Exercise goal:
Beginning at the line containing "of the star-shaped", restate each line of the listing below word for word until the last one has been given.
Records for this task: Begin
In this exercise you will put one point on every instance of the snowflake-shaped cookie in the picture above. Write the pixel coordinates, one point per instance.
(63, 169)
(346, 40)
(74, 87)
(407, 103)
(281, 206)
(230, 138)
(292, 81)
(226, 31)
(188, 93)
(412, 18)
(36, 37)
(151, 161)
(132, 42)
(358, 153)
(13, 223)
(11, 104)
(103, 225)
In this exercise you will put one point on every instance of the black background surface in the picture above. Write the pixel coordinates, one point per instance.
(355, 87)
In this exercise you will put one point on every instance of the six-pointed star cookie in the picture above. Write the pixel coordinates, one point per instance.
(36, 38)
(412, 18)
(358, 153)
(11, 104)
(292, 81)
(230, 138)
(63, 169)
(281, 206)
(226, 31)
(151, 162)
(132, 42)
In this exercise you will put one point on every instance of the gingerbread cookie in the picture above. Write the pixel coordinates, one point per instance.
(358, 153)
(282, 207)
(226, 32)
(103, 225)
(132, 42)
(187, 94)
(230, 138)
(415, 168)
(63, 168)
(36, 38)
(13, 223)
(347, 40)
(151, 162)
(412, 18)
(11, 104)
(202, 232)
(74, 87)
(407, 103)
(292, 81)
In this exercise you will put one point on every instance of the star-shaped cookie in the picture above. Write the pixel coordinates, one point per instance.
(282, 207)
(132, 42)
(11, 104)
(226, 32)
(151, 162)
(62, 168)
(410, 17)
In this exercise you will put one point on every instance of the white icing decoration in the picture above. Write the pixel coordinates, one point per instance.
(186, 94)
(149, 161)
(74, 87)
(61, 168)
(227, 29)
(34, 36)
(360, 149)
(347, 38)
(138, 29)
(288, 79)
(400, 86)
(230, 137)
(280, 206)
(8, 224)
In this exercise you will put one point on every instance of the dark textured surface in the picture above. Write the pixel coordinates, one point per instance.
Records for this task: End
Exercise result:
In this exercise you will put one point on every instance of the star-shaped cookie in the picture above. Write the pixel coordinates, one point per instance.
(282, 207)
(132, 42)
(11, 104)
(226, 32)
(151, 162)
(62, 168)
(410, 17)
In this exercise you will put one point on every instance of the white icing decoration in the picture above. Write the pixel coordinates, one point per instance.
(186, 94)
(149, 161)
(74, 87)
(61, 168)
(227, 29)
(34, 36)
(360, 149)
(347, 38)
(138, 29)
(288, 79)
(400, 86)
(230, 137)
(280, 206)
(8, 224)
In this exercise you will put one point on every instance of the dark textured surface in the picture above. Write the pixel coordinates, one point per instance.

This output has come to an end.